(Natural-language object grounding data)
++++++++

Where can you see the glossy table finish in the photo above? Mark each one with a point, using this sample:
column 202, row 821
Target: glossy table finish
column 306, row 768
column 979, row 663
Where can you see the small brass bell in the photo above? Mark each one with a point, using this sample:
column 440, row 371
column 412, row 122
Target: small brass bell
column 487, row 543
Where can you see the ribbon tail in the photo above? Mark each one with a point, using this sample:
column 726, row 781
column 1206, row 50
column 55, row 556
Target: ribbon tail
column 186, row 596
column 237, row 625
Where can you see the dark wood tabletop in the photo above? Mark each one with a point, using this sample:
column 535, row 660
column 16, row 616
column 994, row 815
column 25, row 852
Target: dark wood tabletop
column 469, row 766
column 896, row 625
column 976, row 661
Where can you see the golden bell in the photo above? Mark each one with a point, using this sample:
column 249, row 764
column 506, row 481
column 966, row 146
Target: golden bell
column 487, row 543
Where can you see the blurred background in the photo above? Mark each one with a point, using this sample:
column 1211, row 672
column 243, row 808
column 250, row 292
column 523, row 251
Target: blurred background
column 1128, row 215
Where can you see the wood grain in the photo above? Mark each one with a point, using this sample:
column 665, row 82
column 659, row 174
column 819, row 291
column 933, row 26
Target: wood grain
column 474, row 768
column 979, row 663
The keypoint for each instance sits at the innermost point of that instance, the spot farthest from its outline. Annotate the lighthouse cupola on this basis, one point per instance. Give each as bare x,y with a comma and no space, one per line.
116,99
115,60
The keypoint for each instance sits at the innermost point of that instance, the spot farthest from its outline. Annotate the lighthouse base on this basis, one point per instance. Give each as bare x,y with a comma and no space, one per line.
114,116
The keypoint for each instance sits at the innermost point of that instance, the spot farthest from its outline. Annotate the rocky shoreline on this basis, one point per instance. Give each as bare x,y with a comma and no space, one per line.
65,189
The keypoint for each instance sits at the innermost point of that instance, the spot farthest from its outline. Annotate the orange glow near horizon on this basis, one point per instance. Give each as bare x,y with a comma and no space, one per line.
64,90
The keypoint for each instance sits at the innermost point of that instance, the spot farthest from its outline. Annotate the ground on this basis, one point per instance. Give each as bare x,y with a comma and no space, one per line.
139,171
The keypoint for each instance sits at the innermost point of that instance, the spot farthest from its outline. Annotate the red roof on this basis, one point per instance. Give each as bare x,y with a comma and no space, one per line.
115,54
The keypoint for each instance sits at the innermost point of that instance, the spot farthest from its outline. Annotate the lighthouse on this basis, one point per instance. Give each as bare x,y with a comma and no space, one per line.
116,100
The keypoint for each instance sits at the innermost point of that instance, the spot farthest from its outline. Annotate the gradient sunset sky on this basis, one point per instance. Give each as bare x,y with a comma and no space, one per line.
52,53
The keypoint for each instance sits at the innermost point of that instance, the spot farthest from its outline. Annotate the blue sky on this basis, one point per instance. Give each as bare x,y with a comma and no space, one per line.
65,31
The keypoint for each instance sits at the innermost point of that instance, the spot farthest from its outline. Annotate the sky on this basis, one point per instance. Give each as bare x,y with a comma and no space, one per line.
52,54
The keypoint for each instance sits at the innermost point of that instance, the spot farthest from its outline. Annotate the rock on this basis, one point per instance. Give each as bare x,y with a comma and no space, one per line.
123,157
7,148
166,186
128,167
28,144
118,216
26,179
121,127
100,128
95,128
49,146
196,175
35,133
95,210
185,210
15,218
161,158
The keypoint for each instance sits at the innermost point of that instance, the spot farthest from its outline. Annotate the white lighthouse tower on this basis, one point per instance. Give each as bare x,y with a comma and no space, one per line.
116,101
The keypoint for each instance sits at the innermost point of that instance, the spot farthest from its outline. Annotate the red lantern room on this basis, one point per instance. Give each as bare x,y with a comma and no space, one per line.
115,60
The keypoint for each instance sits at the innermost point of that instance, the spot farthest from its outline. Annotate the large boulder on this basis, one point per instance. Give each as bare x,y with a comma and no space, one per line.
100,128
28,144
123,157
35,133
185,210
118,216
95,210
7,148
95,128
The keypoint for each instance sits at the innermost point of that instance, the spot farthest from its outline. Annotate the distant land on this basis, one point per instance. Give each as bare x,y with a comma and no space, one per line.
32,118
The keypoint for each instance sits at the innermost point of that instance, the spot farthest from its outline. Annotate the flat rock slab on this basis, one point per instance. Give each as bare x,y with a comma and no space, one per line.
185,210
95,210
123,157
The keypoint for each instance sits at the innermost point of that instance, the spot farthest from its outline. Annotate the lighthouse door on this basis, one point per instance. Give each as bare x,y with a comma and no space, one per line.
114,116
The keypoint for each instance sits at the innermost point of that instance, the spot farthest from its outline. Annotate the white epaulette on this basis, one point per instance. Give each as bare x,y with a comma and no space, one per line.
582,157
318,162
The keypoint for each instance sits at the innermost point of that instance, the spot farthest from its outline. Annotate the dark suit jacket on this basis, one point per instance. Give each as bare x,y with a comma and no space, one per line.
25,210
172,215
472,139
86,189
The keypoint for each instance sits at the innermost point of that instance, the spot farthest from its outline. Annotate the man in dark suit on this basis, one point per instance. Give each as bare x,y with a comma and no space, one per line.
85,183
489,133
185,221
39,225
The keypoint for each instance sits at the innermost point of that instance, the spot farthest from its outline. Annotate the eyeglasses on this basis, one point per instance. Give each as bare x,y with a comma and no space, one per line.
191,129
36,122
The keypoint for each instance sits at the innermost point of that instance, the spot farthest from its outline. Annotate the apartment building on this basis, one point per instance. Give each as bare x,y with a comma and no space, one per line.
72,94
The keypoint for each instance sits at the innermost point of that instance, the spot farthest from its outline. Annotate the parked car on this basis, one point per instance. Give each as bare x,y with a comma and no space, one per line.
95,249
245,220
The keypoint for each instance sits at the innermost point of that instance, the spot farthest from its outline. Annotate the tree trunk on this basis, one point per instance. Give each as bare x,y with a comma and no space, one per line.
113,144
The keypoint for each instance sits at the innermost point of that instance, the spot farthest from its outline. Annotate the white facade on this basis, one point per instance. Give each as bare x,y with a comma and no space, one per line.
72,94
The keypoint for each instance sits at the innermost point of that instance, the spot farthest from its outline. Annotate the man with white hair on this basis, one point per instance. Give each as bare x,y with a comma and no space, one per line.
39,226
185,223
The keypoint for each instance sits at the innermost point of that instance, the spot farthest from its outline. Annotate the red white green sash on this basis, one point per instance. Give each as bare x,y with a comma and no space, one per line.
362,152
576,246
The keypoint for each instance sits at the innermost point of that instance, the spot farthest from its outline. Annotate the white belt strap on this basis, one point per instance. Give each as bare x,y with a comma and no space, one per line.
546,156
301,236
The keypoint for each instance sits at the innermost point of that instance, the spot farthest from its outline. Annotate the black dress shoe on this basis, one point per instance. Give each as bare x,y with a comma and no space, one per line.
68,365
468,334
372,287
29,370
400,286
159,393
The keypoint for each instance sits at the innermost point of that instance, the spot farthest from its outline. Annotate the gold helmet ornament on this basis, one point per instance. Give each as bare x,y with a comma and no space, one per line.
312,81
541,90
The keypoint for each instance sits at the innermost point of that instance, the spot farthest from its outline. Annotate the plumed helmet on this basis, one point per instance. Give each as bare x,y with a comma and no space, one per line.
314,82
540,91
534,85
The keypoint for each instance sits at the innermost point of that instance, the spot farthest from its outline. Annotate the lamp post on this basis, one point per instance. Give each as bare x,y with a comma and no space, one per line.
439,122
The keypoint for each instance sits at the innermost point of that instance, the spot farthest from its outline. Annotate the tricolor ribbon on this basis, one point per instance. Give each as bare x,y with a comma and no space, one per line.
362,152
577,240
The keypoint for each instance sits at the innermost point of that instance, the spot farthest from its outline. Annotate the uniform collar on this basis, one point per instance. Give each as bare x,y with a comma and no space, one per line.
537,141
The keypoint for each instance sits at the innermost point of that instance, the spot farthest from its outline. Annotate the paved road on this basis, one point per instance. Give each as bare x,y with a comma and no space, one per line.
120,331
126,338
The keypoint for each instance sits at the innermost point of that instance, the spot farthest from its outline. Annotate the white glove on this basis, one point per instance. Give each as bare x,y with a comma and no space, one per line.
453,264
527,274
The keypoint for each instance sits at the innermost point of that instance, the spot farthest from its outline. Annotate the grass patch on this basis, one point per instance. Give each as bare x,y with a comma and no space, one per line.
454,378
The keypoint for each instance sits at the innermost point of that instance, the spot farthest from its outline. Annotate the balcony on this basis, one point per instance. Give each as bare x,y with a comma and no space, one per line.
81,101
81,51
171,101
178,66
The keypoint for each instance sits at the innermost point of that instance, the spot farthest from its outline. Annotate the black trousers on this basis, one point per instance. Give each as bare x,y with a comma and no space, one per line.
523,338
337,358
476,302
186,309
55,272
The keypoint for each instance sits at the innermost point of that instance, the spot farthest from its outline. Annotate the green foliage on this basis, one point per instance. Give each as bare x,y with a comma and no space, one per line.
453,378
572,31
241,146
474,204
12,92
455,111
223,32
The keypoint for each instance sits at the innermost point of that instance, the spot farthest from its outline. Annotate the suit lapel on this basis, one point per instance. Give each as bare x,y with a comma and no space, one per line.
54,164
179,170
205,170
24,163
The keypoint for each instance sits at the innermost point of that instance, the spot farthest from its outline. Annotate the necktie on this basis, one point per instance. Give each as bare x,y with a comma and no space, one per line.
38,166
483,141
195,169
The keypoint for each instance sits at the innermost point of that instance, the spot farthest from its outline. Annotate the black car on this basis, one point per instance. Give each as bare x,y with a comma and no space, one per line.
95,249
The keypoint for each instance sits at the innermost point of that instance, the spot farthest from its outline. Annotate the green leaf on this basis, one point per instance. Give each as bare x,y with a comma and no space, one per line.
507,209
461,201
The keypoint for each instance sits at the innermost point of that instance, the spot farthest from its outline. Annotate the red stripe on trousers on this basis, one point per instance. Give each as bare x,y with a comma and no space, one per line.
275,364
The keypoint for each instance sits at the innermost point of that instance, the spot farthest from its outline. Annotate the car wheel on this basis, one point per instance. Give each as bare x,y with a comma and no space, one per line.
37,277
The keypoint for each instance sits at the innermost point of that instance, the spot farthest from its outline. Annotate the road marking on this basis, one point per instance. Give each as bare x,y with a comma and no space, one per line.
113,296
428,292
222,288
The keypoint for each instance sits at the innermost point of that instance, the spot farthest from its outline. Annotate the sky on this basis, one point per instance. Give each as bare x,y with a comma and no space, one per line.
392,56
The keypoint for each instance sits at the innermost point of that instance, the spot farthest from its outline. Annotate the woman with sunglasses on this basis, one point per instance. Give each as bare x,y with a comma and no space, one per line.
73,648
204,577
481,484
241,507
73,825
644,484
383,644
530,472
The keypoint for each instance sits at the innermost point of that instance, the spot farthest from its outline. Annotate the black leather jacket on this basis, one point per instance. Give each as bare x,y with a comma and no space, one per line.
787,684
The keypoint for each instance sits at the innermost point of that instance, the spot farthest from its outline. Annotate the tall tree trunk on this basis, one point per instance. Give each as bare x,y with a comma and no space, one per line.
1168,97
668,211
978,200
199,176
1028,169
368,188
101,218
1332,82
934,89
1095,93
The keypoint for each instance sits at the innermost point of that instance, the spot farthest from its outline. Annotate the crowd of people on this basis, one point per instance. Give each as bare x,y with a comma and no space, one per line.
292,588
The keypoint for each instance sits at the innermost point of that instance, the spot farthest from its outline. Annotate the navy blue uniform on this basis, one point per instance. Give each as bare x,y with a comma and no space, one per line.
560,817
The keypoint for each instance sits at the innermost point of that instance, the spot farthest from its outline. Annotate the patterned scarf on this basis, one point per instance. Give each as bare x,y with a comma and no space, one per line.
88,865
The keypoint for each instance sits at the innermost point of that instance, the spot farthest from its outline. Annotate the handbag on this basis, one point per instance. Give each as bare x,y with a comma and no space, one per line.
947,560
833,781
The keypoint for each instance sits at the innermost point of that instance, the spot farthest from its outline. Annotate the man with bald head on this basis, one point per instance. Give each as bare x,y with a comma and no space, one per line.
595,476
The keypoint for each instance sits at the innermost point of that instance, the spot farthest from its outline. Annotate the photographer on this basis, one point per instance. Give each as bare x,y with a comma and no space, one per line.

++++++++

In the entries above, find each line that includes the string "sample" and copy it.

■ Answer area:
Where can you see the glossy table finish in the photo above? Mark each one with a point, using this sample:
Where can you see the small brass bell in the photo above? Mark each one with a point, using this sample:
Where can you see the ribbon tail in the photo above? Mark each one with a point, using this sample:
Where can you see the dark wood tabletop in the photo above? Mark each one with a point, using this sample:
Where can you see the golden bell in the photo above? Mark each one with a point, using this sample:
Where can you see the blurred background in the photo above? Mark each one with a point, using this sample:
Where can you see the wood grain in the photo above? Mark each one with a point, using this sample:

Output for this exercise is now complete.